Could you copy every line of the items below word for word, leaving the pictures out?

Point annotation items
***
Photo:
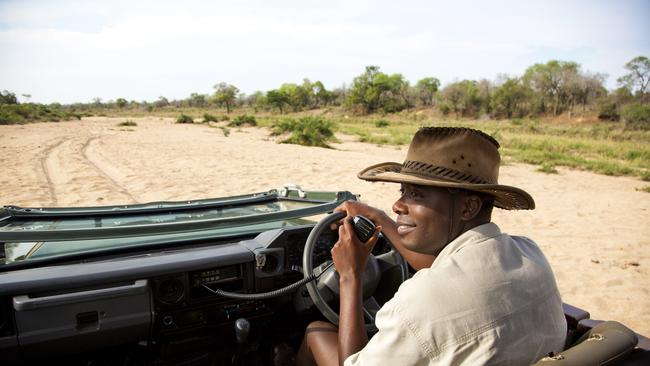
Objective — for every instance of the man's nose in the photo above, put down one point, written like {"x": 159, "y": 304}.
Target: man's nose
{"x": 399, "y": 207}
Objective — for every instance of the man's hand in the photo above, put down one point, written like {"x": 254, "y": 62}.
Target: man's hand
{"x": 380, "y": 218}
{"x": 350, "y": 255}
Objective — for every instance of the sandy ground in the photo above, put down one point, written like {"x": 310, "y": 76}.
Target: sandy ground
{"x": 594, "y": 229}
***
## [Result of the exercise]
Photo:
Objective — for every instance of the man's nose in the photo above, put down one point, written like {"x": 159, "y": 304}.
Target: man's nose
{"x": 399, "y": 207}
Objective — for every instance of the man's hand in the photo above, put down one point, written like {"x": 254, "y": 62}.
Target: man's hand
{"x": 380, "y": 218}
{"x": 350, "y": 255}
Objective — for every instance of the sandy ground in the photo above, put down one point, written like {"x": 310, "y": 76}.
Target: sandy ground
{"x": 594, "y": 229}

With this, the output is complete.